(Stored entries)
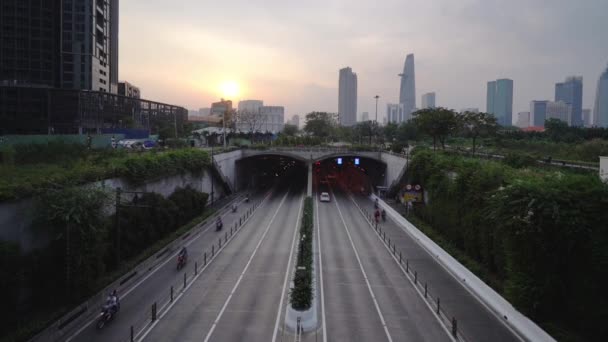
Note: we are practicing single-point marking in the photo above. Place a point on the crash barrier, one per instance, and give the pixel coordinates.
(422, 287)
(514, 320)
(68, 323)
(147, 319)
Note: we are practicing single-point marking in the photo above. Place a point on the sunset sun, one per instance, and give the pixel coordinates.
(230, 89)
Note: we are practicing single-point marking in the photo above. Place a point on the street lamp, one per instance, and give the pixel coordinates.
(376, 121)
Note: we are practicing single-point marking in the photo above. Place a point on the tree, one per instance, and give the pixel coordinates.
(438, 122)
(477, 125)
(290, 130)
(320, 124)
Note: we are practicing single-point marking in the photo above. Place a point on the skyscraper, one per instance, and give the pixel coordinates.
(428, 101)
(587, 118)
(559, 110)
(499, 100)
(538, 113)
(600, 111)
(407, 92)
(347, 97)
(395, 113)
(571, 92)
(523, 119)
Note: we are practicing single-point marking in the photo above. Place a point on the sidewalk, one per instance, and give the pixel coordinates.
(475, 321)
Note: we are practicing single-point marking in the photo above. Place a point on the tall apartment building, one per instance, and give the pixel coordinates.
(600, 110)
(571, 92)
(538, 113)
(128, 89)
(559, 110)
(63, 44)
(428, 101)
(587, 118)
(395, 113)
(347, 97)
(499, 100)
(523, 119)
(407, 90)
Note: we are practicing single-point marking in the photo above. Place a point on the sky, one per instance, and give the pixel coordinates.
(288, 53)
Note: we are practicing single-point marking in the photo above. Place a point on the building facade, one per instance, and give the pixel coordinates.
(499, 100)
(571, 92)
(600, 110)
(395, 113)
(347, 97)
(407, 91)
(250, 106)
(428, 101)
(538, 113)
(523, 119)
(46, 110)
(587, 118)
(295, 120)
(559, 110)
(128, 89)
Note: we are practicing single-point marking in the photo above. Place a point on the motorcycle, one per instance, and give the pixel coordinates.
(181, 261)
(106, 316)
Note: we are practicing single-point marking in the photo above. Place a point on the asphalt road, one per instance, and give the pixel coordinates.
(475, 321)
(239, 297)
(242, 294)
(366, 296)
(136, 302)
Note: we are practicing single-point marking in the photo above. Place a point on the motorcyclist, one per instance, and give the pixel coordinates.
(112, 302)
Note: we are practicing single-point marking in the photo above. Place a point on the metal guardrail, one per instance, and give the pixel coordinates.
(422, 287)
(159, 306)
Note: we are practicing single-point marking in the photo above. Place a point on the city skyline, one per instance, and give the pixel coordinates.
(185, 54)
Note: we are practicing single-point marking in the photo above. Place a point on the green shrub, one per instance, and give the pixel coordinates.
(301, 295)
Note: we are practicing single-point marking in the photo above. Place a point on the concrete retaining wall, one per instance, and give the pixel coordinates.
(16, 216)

==

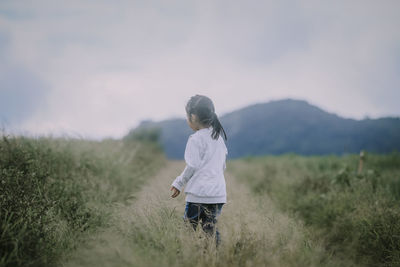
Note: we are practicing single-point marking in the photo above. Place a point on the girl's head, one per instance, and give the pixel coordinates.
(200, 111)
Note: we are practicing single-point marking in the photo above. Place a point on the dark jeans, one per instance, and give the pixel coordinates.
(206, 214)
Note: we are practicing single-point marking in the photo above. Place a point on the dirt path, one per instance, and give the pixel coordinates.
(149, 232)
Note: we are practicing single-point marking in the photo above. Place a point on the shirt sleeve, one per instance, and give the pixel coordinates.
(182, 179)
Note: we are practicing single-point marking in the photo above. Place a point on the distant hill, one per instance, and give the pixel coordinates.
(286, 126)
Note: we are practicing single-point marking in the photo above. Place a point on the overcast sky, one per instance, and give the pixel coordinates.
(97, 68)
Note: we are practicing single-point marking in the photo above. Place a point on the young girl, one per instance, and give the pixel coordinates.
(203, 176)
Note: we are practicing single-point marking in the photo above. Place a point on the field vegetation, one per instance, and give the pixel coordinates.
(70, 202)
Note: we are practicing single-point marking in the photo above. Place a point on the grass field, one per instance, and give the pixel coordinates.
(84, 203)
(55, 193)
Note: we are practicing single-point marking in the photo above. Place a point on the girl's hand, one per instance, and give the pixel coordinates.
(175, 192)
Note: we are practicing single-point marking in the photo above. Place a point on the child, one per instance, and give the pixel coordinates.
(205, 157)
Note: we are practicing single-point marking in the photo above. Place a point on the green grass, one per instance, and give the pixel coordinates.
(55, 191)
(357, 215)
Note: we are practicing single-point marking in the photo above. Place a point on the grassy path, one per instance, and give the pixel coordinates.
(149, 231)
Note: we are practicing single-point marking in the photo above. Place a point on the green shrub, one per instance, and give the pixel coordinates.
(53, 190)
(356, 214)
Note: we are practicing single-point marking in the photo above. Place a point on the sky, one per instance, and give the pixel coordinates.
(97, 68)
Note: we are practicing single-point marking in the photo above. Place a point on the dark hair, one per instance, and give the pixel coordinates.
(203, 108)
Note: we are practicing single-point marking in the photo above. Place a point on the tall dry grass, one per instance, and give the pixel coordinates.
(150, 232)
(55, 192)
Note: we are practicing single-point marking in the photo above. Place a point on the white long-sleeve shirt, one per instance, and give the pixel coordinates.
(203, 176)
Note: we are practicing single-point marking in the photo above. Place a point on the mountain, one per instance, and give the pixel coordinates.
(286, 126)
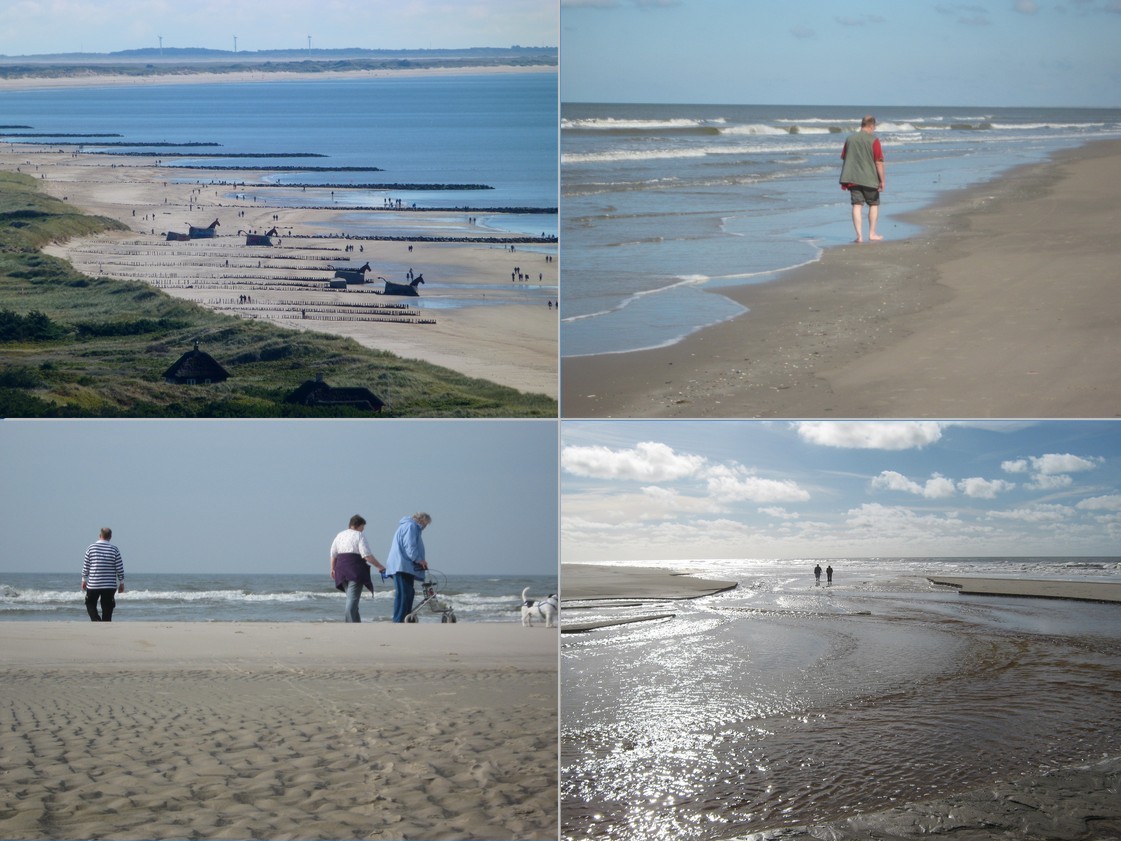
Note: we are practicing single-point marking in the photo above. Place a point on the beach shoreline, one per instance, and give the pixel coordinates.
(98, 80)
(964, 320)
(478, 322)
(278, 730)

---

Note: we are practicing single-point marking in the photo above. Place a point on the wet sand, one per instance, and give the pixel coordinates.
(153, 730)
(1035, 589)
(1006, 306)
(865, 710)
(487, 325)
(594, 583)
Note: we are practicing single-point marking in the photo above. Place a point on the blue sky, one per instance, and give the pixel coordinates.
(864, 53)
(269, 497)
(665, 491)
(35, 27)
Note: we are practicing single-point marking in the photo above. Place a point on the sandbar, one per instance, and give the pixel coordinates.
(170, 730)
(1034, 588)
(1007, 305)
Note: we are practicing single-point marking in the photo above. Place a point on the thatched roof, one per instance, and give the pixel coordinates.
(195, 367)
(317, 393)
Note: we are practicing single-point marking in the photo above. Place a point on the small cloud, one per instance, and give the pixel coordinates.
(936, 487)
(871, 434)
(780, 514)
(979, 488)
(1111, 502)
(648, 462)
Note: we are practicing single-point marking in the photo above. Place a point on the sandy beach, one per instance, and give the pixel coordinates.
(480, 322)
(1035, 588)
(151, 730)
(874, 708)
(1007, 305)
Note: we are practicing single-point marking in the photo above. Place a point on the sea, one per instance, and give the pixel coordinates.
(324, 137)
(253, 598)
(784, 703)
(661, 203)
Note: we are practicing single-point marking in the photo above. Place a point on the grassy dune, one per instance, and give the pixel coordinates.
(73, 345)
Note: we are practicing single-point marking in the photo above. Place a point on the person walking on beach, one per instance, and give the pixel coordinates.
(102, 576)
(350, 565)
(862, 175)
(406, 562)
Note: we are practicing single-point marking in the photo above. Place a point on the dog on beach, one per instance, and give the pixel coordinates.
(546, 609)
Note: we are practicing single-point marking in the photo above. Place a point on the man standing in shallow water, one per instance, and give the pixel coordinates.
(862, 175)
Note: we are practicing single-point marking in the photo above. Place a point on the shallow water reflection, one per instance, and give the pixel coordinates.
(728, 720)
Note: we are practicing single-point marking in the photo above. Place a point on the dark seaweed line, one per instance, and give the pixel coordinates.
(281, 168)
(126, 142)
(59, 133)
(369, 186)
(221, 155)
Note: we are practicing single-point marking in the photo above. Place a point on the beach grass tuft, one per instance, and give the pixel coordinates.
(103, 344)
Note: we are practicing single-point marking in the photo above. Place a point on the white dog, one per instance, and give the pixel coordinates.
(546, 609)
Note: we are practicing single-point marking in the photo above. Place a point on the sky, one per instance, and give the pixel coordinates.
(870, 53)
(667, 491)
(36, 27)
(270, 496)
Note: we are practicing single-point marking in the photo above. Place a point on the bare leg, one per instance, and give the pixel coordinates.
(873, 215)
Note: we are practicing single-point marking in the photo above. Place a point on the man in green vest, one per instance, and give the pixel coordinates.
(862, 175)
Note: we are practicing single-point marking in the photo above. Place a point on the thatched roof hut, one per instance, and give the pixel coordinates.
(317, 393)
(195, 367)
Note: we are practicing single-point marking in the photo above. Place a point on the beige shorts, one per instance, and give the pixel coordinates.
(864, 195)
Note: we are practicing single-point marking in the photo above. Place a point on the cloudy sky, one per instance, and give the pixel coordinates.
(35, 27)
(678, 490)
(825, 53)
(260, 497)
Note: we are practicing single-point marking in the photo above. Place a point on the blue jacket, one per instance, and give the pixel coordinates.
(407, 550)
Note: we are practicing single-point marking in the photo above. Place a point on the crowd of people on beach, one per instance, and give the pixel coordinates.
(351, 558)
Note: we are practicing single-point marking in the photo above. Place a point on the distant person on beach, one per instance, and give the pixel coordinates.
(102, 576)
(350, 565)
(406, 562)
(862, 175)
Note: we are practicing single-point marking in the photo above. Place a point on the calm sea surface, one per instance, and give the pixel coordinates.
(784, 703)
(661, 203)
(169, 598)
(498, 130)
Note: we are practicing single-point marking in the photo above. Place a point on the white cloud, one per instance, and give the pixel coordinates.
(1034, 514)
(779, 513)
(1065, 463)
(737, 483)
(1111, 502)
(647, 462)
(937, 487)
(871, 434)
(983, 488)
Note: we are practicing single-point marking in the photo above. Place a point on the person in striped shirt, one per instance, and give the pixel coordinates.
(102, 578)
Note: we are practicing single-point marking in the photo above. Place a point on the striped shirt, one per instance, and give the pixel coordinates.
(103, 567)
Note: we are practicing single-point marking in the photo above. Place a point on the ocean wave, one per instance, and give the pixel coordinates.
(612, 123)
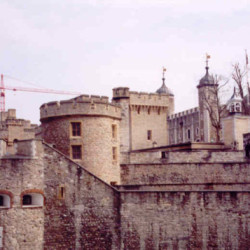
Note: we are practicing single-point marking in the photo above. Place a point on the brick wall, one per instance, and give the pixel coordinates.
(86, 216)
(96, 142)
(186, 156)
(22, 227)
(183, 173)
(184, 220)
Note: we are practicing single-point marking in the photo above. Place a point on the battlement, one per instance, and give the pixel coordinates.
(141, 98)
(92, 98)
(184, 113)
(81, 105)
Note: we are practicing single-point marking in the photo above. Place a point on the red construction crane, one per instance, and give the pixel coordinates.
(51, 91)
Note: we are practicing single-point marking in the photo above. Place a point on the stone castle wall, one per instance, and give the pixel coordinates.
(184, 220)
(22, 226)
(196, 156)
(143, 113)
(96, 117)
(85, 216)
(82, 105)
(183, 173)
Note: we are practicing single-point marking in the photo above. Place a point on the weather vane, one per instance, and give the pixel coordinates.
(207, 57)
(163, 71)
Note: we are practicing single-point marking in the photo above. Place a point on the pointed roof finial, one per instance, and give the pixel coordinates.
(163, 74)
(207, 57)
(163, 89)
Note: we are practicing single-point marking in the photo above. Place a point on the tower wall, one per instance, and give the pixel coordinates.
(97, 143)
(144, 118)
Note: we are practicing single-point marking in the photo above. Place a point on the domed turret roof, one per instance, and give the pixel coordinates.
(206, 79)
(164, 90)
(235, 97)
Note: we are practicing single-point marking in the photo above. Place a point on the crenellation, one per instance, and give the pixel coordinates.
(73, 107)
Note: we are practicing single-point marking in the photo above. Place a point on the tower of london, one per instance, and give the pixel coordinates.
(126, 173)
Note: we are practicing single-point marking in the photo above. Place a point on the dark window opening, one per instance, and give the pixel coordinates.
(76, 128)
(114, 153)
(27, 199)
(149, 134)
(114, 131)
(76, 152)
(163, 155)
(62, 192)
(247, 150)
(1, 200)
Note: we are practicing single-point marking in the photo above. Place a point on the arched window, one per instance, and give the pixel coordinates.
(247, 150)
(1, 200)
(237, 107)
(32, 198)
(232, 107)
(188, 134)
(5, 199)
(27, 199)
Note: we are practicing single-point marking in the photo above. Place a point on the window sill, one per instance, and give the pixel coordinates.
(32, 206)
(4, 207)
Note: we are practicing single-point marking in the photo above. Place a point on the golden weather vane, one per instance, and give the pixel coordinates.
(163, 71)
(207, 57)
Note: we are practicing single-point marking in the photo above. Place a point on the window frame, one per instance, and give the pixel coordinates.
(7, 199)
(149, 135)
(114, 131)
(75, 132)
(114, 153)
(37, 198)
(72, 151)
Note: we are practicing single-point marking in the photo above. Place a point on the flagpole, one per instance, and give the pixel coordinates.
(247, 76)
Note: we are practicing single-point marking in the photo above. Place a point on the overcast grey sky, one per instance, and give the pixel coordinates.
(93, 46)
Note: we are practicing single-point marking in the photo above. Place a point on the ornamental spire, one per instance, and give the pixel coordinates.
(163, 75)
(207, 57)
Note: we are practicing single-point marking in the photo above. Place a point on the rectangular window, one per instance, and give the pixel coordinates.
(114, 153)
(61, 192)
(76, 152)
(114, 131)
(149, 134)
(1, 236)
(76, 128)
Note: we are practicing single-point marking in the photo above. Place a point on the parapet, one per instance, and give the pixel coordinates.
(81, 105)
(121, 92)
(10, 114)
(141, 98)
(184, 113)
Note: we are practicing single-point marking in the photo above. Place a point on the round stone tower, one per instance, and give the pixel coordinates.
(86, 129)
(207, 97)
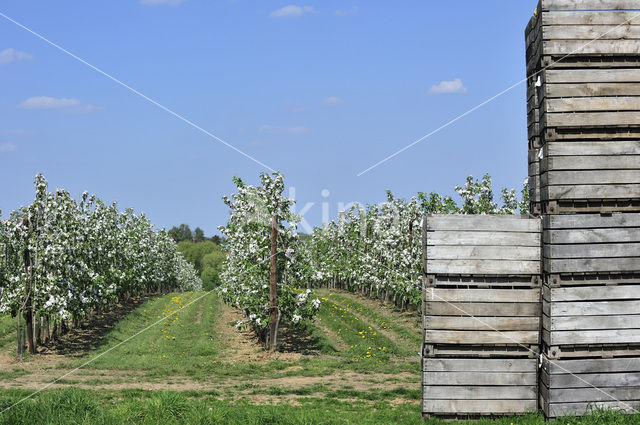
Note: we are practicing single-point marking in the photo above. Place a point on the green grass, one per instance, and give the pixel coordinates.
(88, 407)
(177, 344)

§ **Your objective**: Locate every line in the data above that contains the word "white", and copy each of those lines.

§ **Output of the exercise**:
Note: we are practicing single-point marking in the photo above. Place a point on the white long-sleeve shirt, one per instance, and give the pixel coordinates.
Note: we are practicing single-point marking in the photo above. Place a point on the white dog, one per instance, and give the pixel coordinates.
Note: we are practicing single-point marking in the photo above. Place a point on the white cloud, one per instance, and give the pixel coordinates.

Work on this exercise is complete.